*REQUEST*: Please extract every line of the entries that contains the word "window", and treat case as significant.

--- START OF EXTRACTED RECORDS ---

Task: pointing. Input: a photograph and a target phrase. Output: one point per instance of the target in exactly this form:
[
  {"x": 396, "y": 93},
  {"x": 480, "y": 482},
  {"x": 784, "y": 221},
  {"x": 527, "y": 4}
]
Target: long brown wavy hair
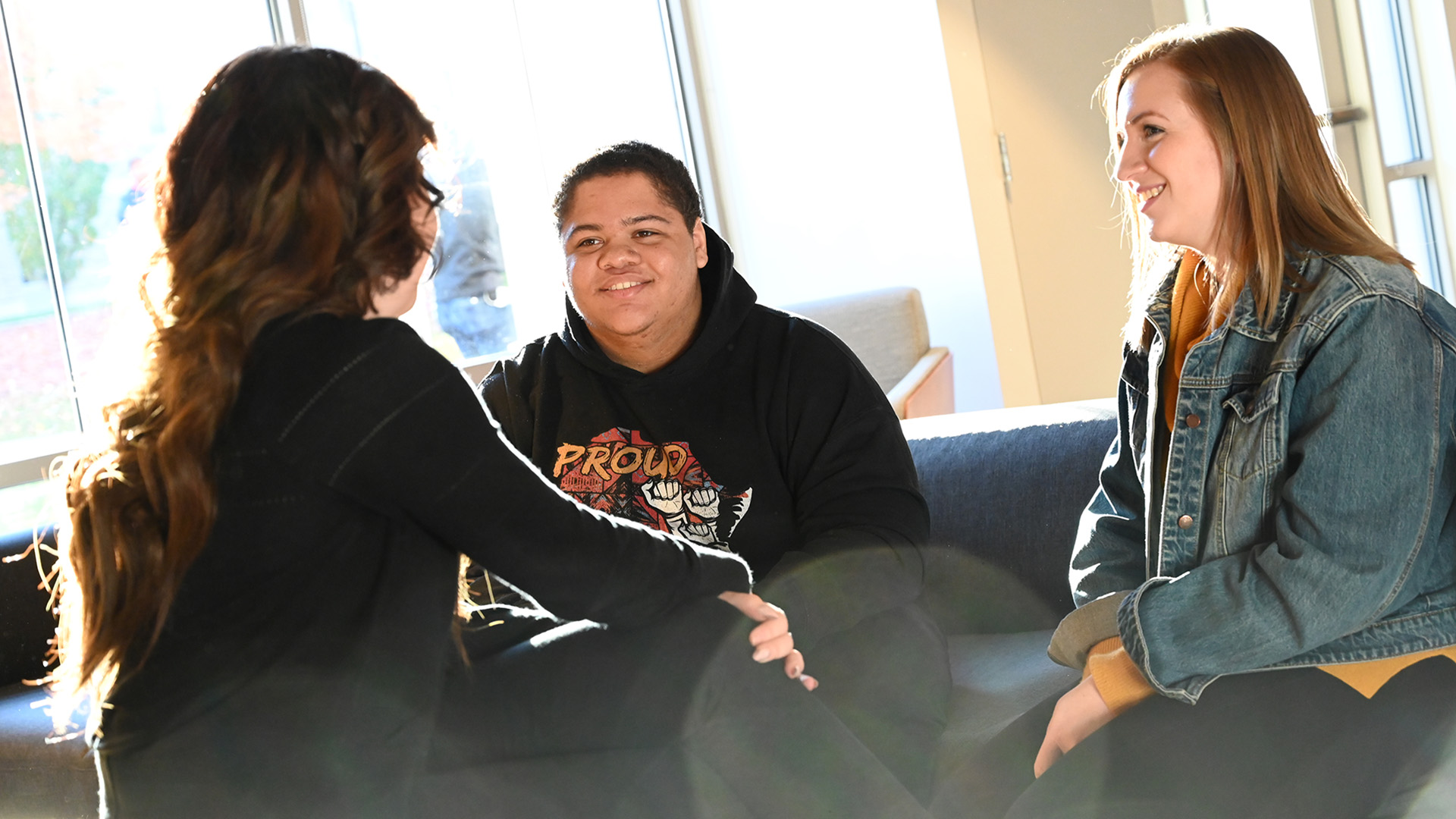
[
  {"x": 1282, "y": 193},
  {"x": 289, "y": 191}
]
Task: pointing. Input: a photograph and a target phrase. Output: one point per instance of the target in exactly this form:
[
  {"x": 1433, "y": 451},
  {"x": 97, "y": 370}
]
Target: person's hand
[
  {"x": 770, "y": 639},
  {"x": 1079, "y": 713}
]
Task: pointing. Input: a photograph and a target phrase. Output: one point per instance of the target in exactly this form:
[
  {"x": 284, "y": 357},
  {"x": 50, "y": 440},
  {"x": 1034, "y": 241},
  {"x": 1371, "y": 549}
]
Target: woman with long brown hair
[
  {"x": 1280, "y": 493},
  {"x": 261, "y": 569}
]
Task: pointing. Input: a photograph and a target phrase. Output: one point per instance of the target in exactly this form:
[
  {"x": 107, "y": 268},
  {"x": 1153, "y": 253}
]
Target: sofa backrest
[
  {"x": 25, "y": 626},
  {"x": 1006, "y": 490}
]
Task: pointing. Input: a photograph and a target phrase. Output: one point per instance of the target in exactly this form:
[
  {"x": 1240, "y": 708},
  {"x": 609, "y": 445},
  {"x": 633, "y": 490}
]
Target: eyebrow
[{"x": 628, "y": 221}]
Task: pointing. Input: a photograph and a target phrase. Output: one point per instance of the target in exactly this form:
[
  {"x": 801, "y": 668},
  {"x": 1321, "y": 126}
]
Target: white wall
[{"x": 837, "y": 161}]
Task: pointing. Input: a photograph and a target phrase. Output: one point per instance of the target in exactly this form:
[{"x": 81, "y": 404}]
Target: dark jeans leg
[
  {"x": 679, "y": 707},
  {"x": 1288, "y": 744},
  {"x": 889, "y": 679}
]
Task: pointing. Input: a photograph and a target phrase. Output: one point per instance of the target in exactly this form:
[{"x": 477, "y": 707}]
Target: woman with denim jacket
[
  {"x": 264, "y": 560},
  {"x": 1280, "y": 493}
]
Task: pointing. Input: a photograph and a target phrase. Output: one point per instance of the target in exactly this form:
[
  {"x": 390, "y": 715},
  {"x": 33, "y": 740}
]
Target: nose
[
  {"x": 619, "y": 256},
  {"x": 1130, "y": 161}
]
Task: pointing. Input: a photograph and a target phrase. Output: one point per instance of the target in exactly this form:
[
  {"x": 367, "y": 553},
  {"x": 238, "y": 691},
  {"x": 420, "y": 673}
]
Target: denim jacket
[{"x": 1310, "y": 484}]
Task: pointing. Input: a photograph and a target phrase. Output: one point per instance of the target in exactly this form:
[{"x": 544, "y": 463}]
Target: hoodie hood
[{"x": 727, "y": 300}]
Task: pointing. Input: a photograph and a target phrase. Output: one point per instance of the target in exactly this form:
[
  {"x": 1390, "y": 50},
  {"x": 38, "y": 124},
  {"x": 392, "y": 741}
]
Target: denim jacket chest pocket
[
  {"x": 1248, "y": 464},
  {"x": 1134, "y": 388}
]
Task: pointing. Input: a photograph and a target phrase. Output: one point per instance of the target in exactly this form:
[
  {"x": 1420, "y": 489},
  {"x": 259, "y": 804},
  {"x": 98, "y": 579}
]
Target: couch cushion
[
  {"x": 1006, "y": 487},
  {"x": 38, "y": 779},
  {"x": 25, "y": 626}
]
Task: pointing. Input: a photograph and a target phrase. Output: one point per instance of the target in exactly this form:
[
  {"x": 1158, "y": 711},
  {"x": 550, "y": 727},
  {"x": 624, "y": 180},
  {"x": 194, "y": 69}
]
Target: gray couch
[{"x": 1005, "y": 488}]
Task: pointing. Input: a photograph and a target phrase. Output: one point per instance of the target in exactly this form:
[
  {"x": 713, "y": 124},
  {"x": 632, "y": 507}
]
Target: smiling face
[
  {"x": 632, "y": 270},
  {"x": 1169, "y": 159}
]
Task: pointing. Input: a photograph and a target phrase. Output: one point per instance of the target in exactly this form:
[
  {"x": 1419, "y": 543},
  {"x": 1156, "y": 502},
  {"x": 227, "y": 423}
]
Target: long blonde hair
[
  {"x": 287, "y": 193},
  {"x": 1282, "y": 193}
]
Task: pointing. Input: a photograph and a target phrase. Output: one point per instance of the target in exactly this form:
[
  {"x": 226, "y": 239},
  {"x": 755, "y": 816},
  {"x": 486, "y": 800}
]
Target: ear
[{"x": 701, "y": 243}]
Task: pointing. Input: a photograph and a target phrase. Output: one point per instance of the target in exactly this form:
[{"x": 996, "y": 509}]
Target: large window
[
  {"x": 1383, "y": 72},
  {"x": 85, "y": 117},
  {"x": 519, "y": 93}
]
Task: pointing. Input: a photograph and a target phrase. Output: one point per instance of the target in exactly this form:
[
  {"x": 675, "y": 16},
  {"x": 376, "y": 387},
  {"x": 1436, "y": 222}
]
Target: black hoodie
[{"x": 766, "y": 438}]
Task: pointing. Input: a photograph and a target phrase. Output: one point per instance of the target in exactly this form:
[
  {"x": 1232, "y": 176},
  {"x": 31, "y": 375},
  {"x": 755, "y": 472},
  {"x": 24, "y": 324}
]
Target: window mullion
[{"x": 42, "y": 216}]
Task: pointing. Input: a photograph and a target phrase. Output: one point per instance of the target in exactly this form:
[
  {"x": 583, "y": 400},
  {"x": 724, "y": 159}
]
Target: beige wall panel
[
  {"x": 1043, "y": 60},
  {"x": 984, "y": 184}
]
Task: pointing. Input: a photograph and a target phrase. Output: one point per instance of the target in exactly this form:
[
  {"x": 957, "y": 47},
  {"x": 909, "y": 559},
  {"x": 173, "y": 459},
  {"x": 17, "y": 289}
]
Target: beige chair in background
[{"x": 887, "y": 330}]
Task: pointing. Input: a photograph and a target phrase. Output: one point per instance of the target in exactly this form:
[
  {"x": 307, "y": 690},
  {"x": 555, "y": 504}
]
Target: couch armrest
[{"x": 928, "y": 388}]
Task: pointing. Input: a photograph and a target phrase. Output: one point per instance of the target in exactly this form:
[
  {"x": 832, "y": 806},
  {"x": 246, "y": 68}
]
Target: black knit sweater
[{"x": 302, "y": 662}]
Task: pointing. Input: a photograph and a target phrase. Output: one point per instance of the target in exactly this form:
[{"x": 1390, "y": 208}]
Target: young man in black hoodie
[{"x": 674, "y": 400}]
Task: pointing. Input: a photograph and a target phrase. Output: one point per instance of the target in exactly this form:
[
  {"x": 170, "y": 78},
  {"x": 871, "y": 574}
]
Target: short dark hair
[{"x": 669, "y": 175}]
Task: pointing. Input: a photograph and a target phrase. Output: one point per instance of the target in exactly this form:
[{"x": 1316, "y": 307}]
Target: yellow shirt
[{"x": 1119, "y": 679}]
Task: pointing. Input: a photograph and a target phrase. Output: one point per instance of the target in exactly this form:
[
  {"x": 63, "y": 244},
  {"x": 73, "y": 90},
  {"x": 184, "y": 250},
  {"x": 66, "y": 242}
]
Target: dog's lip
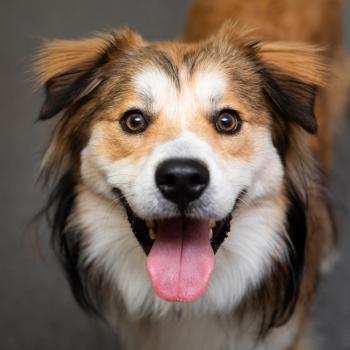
[{"x": 145, "y": 230}]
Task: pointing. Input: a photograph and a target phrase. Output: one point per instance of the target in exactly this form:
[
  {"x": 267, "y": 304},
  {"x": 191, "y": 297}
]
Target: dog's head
[{"x": 187, "y": 144}]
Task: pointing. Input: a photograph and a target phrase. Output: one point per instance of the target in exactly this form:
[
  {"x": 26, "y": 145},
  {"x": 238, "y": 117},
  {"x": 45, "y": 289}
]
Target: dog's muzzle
[{"x": 182, "y": 180}]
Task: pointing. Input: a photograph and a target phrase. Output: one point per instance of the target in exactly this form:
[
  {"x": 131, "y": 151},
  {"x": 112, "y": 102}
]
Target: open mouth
[{"x": 180, "y": 251}]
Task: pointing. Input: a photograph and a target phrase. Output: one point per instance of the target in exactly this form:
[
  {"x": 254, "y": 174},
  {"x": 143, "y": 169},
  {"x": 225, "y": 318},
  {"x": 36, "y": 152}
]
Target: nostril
[
  {"x": 196, "y": 179},
  {"x": 169, "y": 180}
]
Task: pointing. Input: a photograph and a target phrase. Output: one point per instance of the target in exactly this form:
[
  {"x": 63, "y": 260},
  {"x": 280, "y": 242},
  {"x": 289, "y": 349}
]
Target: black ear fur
[
  {"x": 67, "y": 88},
  {"x": 290, "y": 98}
]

--- END OF EXTRACTED RECORDS ---

*THE RESPONSE*:
Target: large window
Target: window mullion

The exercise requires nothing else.